Image point annotation records
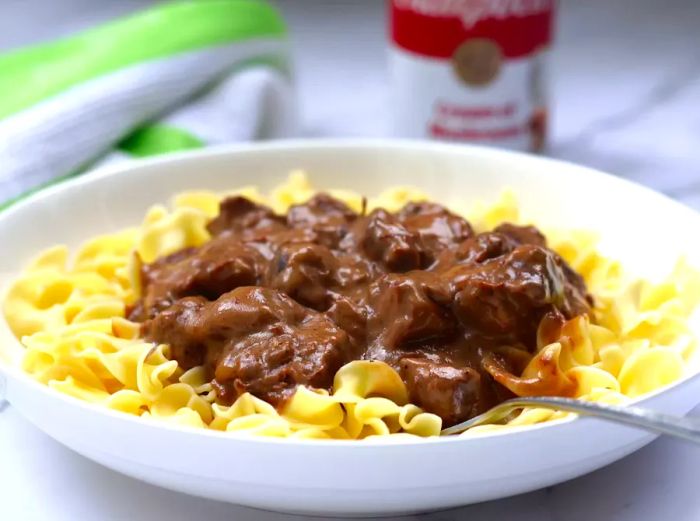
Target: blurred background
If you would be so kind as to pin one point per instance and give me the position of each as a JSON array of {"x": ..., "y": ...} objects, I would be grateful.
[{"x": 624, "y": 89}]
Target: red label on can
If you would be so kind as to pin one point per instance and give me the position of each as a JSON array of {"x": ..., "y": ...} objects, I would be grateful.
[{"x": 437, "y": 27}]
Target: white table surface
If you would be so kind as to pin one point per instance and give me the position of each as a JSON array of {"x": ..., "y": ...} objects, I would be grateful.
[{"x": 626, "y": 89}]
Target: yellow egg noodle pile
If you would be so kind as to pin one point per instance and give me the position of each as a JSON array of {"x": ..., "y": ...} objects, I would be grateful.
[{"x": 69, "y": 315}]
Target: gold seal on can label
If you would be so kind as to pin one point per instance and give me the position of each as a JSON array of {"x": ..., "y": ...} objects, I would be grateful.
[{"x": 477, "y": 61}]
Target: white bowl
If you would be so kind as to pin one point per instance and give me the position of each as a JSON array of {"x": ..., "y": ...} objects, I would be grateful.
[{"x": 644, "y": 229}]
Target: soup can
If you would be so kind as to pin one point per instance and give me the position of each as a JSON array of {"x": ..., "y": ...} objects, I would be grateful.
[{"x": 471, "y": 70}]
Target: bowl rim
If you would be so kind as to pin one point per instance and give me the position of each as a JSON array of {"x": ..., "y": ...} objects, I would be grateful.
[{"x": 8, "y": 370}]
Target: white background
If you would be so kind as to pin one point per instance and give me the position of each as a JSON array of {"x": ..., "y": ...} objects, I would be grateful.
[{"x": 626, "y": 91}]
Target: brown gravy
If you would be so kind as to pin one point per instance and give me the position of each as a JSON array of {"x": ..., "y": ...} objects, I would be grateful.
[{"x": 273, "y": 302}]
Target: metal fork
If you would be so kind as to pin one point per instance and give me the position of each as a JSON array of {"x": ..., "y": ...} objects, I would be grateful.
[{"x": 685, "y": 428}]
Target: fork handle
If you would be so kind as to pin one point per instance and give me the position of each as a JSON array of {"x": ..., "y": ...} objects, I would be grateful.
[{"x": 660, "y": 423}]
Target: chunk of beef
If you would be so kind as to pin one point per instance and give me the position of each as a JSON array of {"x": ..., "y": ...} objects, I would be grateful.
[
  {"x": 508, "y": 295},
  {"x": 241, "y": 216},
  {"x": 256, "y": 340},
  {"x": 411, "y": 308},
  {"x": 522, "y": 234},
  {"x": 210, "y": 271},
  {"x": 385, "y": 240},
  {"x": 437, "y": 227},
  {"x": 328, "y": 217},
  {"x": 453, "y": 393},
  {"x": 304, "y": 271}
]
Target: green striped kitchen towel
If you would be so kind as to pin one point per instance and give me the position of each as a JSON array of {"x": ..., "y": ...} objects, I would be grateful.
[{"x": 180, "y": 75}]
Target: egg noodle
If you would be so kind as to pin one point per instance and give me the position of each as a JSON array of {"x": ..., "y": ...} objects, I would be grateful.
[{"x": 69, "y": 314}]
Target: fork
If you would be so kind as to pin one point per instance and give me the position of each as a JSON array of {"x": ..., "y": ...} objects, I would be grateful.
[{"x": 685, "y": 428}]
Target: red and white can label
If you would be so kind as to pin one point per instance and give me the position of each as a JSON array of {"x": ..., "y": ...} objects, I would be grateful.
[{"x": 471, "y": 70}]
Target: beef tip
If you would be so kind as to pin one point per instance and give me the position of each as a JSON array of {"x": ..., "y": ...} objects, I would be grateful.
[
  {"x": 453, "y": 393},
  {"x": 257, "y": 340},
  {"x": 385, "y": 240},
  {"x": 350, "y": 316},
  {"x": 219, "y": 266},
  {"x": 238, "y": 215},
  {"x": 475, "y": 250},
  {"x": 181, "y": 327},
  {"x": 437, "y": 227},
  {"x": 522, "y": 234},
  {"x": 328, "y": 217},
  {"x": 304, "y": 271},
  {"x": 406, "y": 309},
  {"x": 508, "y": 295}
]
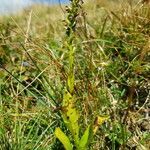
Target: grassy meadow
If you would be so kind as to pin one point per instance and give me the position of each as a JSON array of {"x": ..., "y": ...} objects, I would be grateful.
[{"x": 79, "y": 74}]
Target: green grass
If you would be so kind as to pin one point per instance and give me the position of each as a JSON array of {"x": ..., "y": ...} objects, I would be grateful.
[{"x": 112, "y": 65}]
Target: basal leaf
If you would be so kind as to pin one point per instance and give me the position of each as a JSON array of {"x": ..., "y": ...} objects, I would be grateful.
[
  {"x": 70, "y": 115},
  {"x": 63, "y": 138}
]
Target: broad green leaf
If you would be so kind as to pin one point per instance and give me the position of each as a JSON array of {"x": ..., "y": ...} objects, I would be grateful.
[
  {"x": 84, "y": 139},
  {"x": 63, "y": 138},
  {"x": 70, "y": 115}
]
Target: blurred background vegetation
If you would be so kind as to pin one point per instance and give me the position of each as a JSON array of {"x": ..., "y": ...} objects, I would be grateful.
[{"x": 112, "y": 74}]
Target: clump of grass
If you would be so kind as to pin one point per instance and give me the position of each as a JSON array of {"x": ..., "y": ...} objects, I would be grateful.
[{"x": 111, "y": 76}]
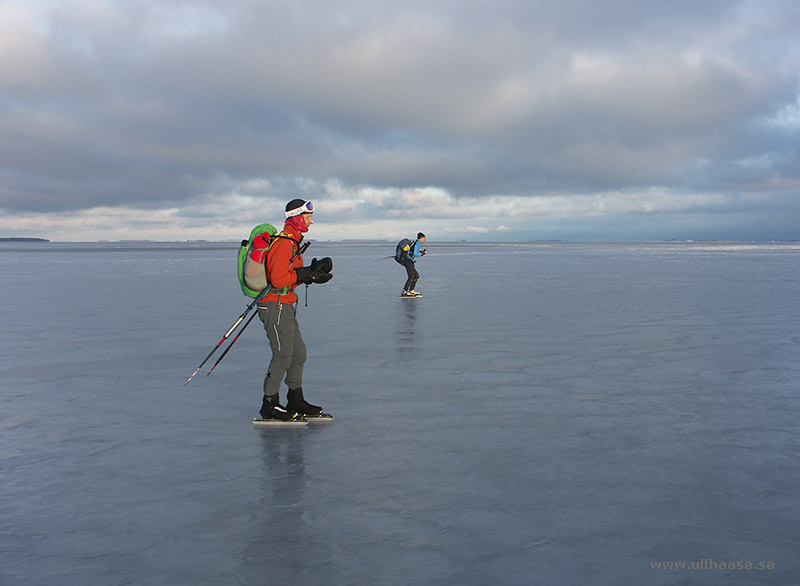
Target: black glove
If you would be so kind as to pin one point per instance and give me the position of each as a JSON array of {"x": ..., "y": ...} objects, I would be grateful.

== What the task asks ==
Reproduce every line of these records exactly as they appear, omitting the pictures.

== Response ==
Target: blurred background
If you would be so kind as to pin one point per instance and give me the position of each as a JSON array of {"x": ..., "y": ...} objects, I would be grateful.
[{"x": 624, "y": 89}]
Target: red label on can
If you would be so kind as to pin one point per instance and give me the position of each as a JSON array of {"x": ..., "y": ...} objects, I would be grateful.
[{"x": 437, "y": 27}]
Target: white table surface
If you would be so kind as to pin one point per instance and give me the position of each as a JSON array of {"x": ..., "y": ...} objects, I would be grateful.
[{"x": 626, "y": 89}]
Target: yellow egg noodle pile
If you would be so kind as to pin one point per instance and give me the position of each as a JSON array of {"x": ..., "y": ...} objects, I would be grateful.
[{"x": 69, "y": 315}]
Target: gold seal on can label
If you would be so kind as to pin one point per instance and give me the position of each as a JSON array of {"x": ..., "y": ...} objects, I would be grateful.
[{"x": 477, "y": 61}]
Target: white bowl
If you would be so kind as to pin one point per instance and give me the position of each as a JSON array of {"x": ..., "y": ...} objects, I would be grateful.
[{"x": 644, "y": 229}]
Target: soup can
If you would be so kind as to pin one point per instance and give me the position of each as a JSON array of {"x": ..., "y": ...} objects, I would be grateful.
[{"x": 471, "y": 70}]
Target: bowl rim
If you would be so kind as to pin one point per instance and give me the position of each as a JSON array of {"x": ..., "y": ...} objects, I would be grateful.
[{"x": 8, "y": 370}]
Target: white background
If you would be so kind as to pin one point per instance and give me the position of each as a JSON array of {"x": ..., "y": ...} objects, I would be grateful.
[{"x": 626, "y": 91}]
Target: brown gravy
If you would be so kind as to pin one point per instance and give me the position of each as a JSON array of {"x": ..., "y": ...} objects, I would be grateful.
[{"x": 273, "y": 302}]
Target: metal fork
If you would be so kind as to pin one point per instance and give me the position of each as a JSON array of {"x": ..., "y": ...} objects, I would be grateful.
[{"x": 685, "y": 428}]
Target: fork handle
If you would be so kind as to pin one point per instance and give me the position of each as a JSON array of {"x": ..., "y": ...} objects, I would be grateful.
[{"x": 660, "y": 423}]
Target: chunk of beef
If you would be so kind as to pin one point per instance and give me the position of each as a JSON array of {"x": ..., "y": ...} objects, I would be grateful.
[
  {"x": 508, "y": 295},
  {"x": 241, "y": 216},
  {"x": 256, "y": 340},
  {"x": 411, "y": 308},
  {"x": 522, "y": 234},
  {"x": 210, "y": 271},
  {"x": 385, "y": 240},
  {"x": 437, "y": 227},
  {"x": 328, "y": 217},
  {"x": 453, "y": 393},
  {"x": 304, "y": 271}
]
Target: green striped kitchen towel
If you would be so kind as to pin one point per instance and give me the position of each as a JSON array of {"x": ..., "y": ...} objects, I would be grateful.
[{"x": 180, "y": 75}]
Target: egg noodle
If you would be so kind as to pin one point per instance and give me the position of each as a JSON array of {"x": ..., "y": ...} objects, I would be grateful.
[{"x": 69, "y": 314}]
Target: fork
If you would be so kind as to pin one point per instance and give me the position of each as a JSON array of {"x": ..., "y": ...} objects, I would be grateful.
[{"x": 685, "y": 428}]
Target: red and white can label
If you would be so kind as to pin one point per instance and give me the position of each as a JSON array of {"x": ..., "y": ...} objects, I would be grateful.
[{"x": 471, "y": 70}]
Target: beef tip
If you would be so kind as to pin one point per instance and give me the position of each as a JSON array of {"x": ..., "y": ...} objects, I would be grateful.
[
  {"x": 453, "y": 393},
  {"x": 257, "y": 340},
  {"x": 385, "y": 240},
  {"x": 350, "y": 316},
  {"x": 219, "y": 266},
  {"x": 238, "y": 215},
  {"x": 475, "y": 250},
  {"x": 181, "y": 327},
  {"x": 437, "y": 227},
  {"x": 522, "y": 234},
  {"x": 328, "y": 217},
  {"x": 304, "y": 271},
  {"x": 406, "y": 309},
  {"x": 508, "y": 295}
]
Target: grassy meadow
If you would be so kind as to pin one point per instance and give me the position of each as a JSON array of {"x": ..., "y": ...} objects, I would be grateful.
[{"x": 79, "y": 74}]
Target: green grass
If you would be so kind as to pin one point per instance and give me the position of each as a JSON array of {"x": ..., "y": ...} objects, I would be grateful.
[{"x": 112, "y": 65}]
Target: basal leaf
If you would be so kind as to pin one point per instance and give me the position of each as a JSON array of {"x": ..., "y": ...} objects, I would be grateful.
[
  {"x": 70, "y": 115},
  {"x": 63, "y": 138}
]
Target: broad green leaf
If you would be so kind as to pin one point per instance and give me the position of each as a JSON array of {"x": ..., "y": ...} objects, I would be grateful.
[
  {"x": 84, "y": 139},
  {"x": 63, "y": 138},
  {"x": 70, "y": 115}
]
Target: blurred background vegetation
If you would be so kind as to pin one point per instance and give me the position of each as a JSON array of {"x": ..., "y": ...} objects, I would be grateful.
[{"x": 112, "y": 74}]
Target: clump of grass
If you would be so kind as to pin one point per instance and give me the position of each as a JSON array of {"x": ..., "y": ...} objects, I would be grateful.
[{"x": 111, "y": 76}]
Target: black glove
If you would be so kind as to pin one point per instance and give me the position of each as a JSON array of {"x": ..., "y": ...} objects, I would be grateful.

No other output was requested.